• WHAT NEEDS TO BE DONE
Present all the rows below as a Markdown table with an Index column for the row number and a Line column for its text, leaving out any blank lines.

• THE DATA
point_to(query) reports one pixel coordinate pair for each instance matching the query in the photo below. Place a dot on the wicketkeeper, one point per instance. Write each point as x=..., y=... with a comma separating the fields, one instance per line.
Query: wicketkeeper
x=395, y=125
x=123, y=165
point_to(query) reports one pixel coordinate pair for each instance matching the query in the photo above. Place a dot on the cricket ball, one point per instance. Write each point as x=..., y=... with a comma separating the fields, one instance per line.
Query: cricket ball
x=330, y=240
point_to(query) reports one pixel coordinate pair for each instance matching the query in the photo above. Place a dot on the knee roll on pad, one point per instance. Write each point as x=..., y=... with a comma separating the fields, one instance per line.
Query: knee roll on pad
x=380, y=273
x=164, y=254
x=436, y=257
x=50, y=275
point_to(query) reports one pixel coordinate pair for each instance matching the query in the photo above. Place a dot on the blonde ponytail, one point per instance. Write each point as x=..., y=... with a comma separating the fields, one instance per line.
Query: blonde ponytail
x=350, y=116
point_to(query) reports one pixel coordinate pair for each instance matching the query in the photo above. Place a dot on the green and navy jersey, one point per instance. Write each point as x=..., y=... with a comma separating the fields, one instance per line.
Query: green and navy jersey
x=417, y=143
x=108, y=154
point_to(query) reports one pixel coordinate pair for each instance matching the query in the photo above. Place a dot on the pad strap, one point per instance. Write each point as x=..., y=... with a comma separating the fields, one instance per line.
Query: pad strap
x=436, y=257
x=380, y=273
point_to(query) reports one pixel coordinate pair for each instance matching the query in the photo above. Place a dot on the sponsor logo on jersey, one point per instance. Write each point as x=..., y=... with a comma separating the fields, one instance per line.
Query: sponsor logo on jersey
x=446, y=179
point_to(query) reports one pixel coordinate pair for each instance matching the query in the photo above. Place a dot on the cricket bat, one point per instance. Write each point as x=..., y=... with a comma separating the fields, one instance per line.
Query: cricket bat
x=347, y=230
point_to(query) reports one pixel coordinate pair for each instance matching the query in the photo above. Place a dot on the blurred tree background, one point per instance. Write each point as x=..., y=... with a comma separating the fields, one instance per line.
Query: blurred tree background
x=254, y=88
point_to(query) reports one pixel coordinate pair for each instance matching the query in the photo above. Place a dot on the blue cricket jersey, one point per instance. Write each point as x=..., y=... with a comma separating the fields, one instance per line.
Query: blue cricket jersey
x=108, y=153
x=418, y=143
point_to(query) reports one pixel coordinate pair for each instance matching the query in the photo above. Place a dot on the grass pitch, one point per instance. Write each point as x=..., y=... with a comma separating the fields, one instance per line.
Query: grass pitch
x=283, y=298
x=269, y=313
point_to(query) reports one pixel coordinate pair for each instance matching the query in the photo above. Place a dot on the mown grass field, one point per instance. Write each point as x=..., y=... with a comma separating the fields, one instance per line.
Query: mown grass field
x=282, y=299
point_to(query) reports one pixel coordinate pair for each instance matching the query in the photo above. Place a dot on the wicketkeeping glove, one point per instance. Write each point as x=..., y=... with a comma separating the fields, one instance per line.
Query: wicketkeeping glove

• EXPECTED ANSWER
| Index | Line |
|---|---|
| 1 | point_to(query) reports one pixel coordinate pair for each instance matching the query in the photo below. Place a dot on the wicketkeeper, one point per instance. Write each point as x=..., y=... with a comma separating the fields, one instance per line. |
| 2 | Query: wicketkeeper |
| 3 | x=395, y=125 |
| 4 | x=123, y=165 |
| 5 | point_to(query) reports one pixel coordinate pair for each instance matching the query in the photo above. Place a dot on the cricket ball, one point per instance. Write each point as x=..., y=... with a comma separating the fields, one instance per line. |
| 6 | Query: cricket ball |
| 7 | x=330, y=240 |
| 8 | point_to(query) reports one pixel coordinate pair for each instance matching the query in the photo above. Place a dot on the knee roll on pad, one point per instance. Write each point as x=..., y=... with a comma separating the fields, one instance per line. |
| 9 | Query: knee roll on pad |
| 10 | x=380, y=273 |
| 11 | x=164, y=254 |
| 12 | x=436, y=257 |
| 13 | x=50, y=275 |
| 14 | point_to(query) reports one pixel coordinate pair for each instance matching the query in the photo above. Place a dot on the blonde ponytail, one point per instance. Write each point as x=..., y=... with a comma separating the fields, one instance per line. |
| 15 | Query: blonde ponytail |
| 16 | x=350, y=116 |
| 17 | point_to(query) reports one pixel coordinate pair for each instance matching the query in the photo above. Place a dot on the green and navy jersey, one point per instance. Write each point as x=..., y=... with a comma separating the fields, one instance per line. |
| 18 | Query: green and navy jersey |
| 19 | x=417, y=143 |
| 20 | x=108, y=154 |
| 21 | point_to(query) reports one pixel coordinate pair for each instance matching the query in the photo above. Place a dot on the pad strap, one point per instance. Write each point as x=..., y=... with a comma separating the fields, one instance per line. |
| 22 | Query: pad strap |
| 23 | x=436, y=257 |
| 24 | x=380, y=273 |
| 25 | point_to(query) reports one pixel coordinate pair for each instance matching the query in the photo above. Place a dot on the sponsor logo on jersey, one point per instance. Write each point as x=..., y=... with a comma separating the fields, one instance per line. |
| 26 | Query: sponsor logo on jersey |
| 27 | x=446, y=179 |
| 28 | point_to(query) reports one pixel coordinate pair for each instance matching the query in the photo above. Place a dot on the cricket bat, one point per instance. Write each point as x=..., y=... with a comma separating the fields, one instance per line. |
| 29 | Query: cricket bat |
| 30 | x=347, y=230 |
| 31 | point_to(query) reports one pixel coordinate pair for each instance matching the query in the photo above. Place a dot on the blurred tree background, one point per instance. Write each point as x=..., y=... with a comma separating the fields, one instance per line. |
| 32 | Query: blurred tree background |
| 33 | x=254, y=88 |
| 34 | point_to(query) reports one pixel coordinate pair for each instance matching the query in the photo above. Place a dot on the blue cricket jersey, one point per instance. Write each point as x=..., y=... with a comma separating the fields, one instance per line. |
| 35 | Query: blue cricket jersey |
| 36 | x=108, y=153 |
| 37 | x=418, y=143 |
| 38 | point_to(query) reports one pixel coordinate pair for each instance matching the query in the photo above. Place a dot on the grass pitch, one point per instance. Write each point as x=..., y=... with a comma separating the fields, one instance per line. |
| 39 | Query: grass pitch |
| 40 | x=283, y=298 |
| 41 | x=269, y=313 |
| 42 | point_to(query) reports one pixel coordinate pair for each instance matching the query in the photo above. Place a dot on the mown grass field, one point per instance. Write each point as x=..., y=... with a comma separating the fields, one instance per line. |
| 43 | Query: mown grass field |
| 44 | x=282, y=299 |
| 45 | point_to(query) reports one pixel coordinate pair for each instance matching the query in the photo above. Place a dot on the wicketkeeping glove, one point per instance. Write each point as x=..., y=... with a comma separating the fields, one instance per line. |
| 46 | Query: wicketkeeping glove |